**ABOUT THIS EXERCISE**
The answer is a single number: the count of lines below in which the word "ground" appears.

**DATA FOR THIS EXERCISE**
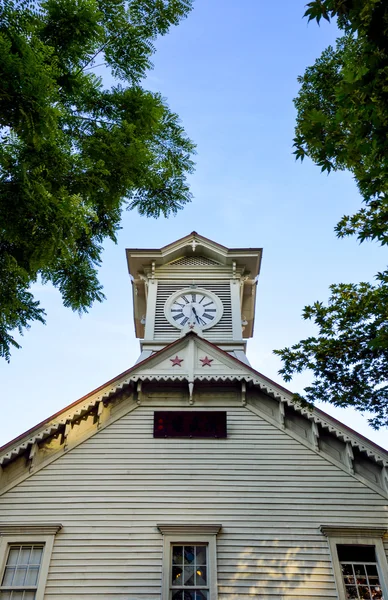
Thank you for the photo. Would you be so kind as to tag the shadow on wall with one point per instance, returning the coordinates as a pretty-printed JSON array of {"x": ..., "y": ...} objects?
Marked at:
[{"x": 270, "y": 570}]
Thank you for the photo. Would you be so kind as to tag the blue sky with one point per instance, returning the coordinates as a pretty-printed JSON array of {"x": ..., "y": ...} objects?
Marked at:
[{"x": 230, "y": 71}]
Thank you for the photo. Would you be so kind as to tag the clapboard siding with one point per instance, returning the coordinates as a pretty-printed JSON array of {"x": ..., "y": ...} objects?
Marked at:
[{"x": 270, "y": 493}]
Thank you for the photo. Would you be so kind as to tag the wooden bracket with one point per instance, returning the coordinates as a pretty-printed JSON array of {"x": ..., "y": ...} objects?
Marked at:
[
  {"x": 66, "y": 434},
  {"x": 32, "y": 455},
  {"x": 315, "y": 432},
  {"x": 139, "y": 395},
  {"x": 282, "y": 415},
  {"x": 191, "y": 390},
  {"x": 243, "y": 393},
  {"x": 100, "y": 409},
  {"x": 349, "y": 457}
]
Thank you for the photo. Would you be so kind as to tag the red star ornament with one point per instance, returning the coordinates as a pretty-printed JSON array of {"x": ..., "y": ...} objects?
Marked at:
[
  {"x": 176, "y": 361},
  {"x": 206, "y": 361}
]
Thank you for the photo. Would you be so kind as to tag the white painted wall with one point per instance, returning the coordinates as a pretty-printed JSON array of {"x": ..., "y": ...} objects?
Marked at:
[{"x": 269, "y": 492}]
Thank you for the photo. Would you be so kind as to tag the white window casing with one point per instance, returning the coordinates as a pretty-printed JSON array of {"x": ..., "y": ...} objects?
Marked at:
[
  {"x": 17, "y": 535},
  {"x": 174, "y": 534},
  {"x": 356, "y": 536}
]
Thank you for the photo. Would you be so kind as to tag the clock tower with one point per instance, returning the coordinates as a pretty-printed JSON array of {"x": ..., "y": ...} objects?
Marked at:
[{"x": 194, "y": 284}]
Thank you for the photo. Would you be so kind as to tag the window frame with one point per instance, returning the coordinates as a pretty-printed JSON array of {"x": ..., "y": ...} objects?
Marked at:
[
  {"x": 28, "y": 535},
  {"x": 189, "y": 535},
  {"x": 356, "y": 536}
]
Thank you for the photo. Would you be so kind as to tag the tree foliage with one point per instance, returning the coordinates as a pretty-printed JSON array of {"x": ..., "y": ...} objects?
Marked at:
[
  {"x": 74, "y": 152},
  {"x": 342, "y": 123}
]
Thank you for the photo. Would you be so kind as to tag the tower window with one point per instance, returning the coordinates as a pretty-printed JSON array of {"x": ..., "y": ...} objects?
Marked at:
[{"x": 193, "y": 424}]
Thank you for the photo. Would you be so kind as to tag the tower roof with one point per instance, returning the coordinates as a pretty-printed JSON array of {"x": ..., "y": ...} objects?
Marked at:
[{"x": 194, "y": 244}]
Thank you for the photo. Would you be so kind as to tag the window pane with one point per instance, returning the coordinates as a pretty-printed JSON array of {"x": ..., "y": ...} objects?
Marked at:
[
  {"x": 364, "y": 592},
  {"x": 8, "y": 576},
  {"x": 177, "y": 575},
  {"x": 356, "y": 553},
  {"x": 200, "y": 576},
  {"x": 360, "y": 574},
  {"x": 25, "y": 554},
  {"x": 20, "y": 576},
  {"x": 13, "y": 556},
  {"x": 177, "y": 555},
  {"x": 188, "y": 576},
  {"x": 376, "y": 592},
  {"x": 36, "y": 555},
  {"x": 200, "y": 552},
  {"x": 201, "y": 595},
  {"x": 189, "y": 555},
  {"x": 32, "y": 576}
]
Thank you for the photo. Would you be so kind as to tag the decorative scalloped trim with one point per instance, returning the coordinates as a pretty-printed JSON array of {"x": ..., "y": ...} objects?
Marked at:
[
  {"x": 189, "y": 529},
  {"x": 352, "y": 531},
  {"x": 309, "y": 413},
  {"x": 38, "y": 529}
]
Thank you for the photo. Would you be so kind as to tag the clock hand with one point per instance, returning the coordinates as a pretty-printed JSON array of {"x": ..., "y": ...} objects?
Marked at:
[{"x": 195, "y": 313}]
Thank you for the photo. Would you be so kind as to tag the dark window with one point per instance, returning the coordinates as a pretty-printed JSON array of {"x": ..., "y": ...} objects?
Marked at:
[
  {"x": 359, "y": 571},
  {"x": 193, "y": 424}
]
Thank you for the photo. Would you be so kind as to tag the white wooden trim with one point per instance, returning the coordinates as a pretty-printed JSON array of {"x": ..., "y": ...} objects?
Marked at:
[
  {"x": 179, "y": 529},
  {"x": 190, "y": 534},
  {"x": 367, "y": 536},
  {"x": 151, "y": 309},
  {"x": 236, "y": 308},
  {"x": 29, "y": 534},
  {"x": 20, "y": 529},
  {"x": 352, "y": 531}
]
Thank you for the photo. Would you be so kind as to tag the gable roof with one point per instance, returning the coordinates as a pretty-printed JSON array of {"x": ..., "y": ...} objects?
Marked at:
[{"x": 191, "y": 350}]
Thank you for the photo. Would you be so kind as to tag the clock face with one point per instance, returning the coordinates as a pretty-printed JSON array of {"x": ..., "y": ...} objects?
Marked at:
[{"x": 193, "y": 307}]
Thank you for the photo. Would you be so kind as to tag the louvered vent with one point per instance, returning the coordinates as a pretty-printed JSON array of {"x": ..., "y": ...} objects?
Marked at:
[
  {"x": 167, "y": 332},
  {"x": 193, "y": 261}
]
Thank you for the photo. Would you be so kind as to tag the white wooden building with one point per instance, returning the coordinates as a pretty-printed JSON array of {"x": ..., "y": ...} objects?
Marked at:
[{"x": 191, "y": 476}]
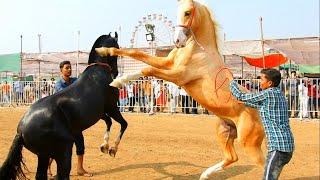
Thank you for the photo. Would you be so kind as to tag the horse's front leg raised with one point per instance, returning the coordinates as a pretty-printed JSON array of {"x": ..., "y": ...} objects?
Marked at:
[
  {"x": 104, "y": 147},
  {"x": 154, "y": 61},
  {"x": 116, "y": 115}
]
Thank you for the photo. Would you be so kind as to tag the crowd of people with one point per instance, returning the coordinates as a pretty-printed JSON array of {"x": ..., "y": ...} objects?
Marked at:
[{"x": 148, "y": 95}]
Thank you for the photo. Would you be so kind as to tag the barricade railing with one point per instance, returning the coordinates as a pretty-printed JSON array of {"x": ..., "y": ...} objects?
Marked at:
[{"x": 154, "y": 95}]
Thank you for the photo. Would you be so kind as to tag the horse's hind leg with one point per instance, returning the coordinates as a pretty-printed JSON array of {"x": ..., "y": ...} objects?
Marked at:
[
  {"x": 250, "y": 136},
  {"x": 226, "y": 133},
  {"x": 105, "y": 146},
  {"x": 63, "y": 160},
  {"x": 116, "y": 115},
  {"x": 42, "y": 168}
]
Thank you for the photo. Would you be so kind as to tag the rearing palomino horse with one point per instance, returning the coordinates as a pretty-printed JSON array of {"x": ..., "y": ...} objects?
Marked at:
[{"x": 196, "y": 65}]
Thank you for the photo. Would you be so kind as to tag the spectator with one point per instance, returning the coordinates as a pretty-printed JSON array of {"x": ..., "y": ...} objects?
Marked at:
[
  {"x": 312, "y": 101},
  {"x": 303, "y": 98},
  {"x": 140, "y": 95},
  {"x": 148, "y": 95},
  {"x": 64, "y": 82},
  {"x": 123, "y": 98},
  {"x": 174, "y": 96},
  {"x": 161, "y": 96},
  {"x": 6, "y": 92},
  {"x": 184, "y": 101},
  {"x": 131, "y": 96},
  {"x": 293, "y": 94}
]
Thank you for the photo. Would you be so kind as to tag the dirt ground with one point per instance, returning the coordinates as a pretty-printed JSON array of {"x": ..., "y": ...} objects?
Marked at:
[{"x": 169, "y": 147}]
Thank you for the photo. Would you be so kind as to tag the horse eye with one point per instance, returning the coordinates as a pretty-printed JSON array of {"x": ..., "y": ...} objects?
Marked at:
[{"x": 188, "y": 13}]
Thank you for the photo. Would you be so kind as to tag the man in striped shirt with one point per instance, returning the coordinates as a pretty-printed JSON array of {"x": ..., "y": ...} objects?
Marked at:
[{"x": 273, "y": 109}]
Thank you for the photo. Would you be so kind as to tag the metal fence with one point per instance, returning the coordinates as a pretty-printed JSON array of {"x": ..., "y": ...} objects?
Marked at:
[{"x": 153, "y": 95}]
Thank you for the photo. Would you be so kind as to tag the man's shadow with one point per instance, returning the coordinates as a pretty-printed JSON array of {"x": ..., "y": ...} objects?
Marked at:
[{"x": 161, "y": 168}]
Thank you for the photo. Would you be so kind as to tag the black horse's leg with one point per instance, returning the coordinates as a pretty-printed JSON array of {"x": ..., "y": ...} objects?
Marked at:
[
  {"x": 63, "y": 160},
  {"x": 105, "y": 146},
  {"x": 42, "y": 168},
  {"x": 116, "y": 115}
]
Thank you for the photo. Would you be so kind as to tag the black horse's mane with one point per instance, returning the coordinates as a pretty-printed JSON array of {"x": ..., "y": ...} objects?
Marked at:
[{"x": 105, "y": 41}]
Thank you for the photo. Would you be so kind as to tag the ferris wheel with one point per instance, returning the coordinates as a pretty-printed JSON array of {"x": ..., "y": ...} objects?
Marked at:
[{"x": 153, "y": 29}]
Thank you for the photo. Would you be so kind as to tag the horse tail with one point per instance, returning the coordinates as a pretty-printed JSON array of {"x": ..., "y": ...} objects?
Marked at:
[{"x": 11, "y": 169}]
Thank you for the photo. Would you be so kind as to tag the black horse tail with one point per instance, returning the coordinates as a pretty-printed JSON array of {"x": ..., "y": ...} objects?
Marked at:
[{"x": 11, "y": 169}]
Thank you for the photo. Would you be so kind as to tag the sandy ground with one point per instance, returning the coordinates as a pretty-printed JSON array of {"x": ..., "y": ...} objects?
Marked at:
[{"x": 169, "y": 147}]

**ANSWER SPACE**
2